START PAGE EXCERPT
He was born in Buenos Aires, in 1978. He studied for two years at the Prilidiano Pueyrredón School of Fine Arts, and for another two years at the School of Design and Communication. He took a Clinic on Work at the Rojas Cultural Center, in 2006. Since 2004, he is part of the Provisorio-Permanente (Preliminary-Permanent) group, with which he made several exhibitions. 2008, “Toponave”, at the Spanusg Cultural Center in Buenos Aires, together with Oligatega. 2007, “Duchamp in Buenos Aires”, National Fund of the Arts. 2006, “Someone’s calling” [Alguien llama], an installation in Ruth Benzacar’s Gallery. 2006, “Memory 1976/2000” [Memoria 1976/2000], 30 years after the coup. “One exhibition five proposals” [Una exposición cinco propuestas], at the Palais de Glace.
2005, “Curriculum 0”, Second place in the annual contest of Ruth Benzacar’s Gallery. 2004, “When he isn’t watching us”[Cuando el no nos mira], theatrical experiment with objects, conceived, directed and staged by Provisorio-Permanente. 2004, “Fresh-faced Winter” [Invierno Imberbe], at Espacio Callejón (Alley Space).
Individual exhibitions: 2007, “Sepia”, at the contemporary space of the Borges Cultural Center. 2007, “To nestle” [Nidificar], installation in display cases at the Spanish Cultural Center in Buenos Aires. 2008, “five figures” [cinco figuras], installation at the General San Martín Cultural Center.
Vision of art
1. Choose a work that represents you, describe it in relation to its format and materiality, its relation with time and space, its style and theme; detail its production process.
END PAGE EXCERPT
* [TASK REQUIREMENTS]
1. In the artist biography, where was the 2007 individual exhibition "Sepia" held?
2. Write a continuation of the artist biography that picks up right after its final sentence.
START DATA PROVIDED
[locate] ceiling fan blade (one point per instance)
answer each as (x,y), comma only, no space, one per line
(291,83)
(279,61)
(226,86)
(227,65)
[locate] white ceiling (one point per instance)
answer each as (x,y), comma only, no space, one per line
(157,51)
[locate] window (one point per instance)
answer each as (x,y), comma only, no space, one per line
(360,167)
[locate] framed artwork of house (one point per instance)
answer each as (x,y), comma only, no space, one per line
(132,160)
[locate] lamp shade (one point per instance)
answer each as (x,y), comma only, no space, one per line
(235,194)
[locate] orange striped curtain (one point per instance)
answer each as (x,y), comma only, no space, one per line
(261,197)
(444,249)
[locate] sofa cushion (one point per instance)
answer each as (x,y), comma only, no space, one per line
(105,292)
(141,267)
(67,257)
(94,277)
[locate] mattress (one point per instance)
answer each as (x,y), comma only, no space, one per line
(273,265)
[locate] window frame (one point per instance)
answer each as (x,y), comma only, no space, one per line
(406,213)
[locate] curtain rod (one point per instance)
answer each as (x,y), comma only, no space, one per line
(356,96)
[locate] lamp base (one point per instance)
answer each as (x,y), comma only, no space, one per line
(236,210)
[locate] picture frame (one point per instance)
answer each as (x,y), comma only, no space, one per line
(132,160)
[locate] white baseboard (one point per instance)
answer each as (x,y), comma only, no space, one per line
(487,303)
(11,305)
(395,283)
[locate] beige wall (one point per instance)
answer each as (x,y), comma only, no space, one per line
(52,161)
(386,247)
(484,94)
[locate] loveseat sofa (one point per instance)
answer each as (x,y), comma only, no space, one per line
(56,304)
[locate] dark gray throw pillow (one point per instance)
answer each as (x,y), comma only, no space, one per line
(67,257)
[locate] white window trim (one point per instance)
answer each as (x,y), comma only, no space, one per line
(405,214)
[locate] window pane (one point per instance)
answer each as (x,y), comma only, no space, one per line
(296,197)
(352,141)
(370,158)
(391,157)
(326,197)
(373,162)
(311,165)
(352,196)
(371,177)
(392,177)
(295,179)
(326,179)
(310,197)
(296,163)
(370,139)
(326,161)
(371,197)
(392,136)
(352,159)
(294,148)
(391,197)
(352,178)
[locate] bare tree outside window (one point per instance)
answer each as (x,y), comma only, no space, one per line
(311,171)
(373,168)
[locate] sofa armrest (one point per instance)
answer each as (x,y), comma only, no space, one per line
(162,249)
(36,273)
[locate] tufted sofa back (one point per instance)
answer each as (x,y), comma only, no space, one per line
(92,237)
END DATA PROVIDED
* [RESPONSES BY ITEM NUMBER]
1. It was held at the contemporary space of the Borges Cultural Center.

2.
I choose the last individual installation I made in the General San Martín Cultural Center, which comprised the five Platonic solids, which are figures with unique geometrical features, as their sides and internal angles are congruent. They are the cube, the tetrahedron, the octahedron, the dodecahedron and the icosahedron. They are built from a plane. I drew the figures with pencil, ruler and compass on a 3 mm. MDF, and then, after cutting, tracing and folding, I assembled them. The installation shows the 3-D figure and also the plane from which it was cut, displaying the relation between figure and plane (for instance, the cube is assembled from a cross formed by six squares). Laid out around the room space, totally white, the figures appear as emerging from the architecture of space itself. The choice of white allows us to see their pure form, without chromatic distortions.
2. In general terms, how would you suggest to approach your work?
I don’t have a precise, well-defined way. I put everything on the work’s materialness. The object has to “speak” for itself. Obviously, I put an interpretation of my own, but the spectator has to create one as well. Thus, the work benefits from several perspectives which enhance its meaning. If I had to suggest a way of reading, it would have to be that constrained by the object’s limits.
3. In reference to your work and your position in the national and international art fields, what tradition do you recognize yourself in? Who are your contemporary referents? What artists of previous generations are of interest to you?
Starting from Dada, as a milestone in the history of art, at different moments my work went through Expressionism, Informalism, Arte Povera, etc. All were moments I considered part of a process of learning, with concrete results in the work, like footprints, tracks left in a road. I am currently part of a collective of artists, with whom I develop a kind of work and a personal production that approaches Conceptual Art, Geometric Abstraction, Optical Art and Spatialism.
I find Victor Grippo’s work deeply moving, and I consider him a role model. I’m also interested in Roberto Elía, Juan Andrés Videla, Rodrigo Vázquez, Max Gómez Canle, Joseph Beuys, Jan Svankmajer, Herzog, Christo, Tadeusz kantor, David Lynch.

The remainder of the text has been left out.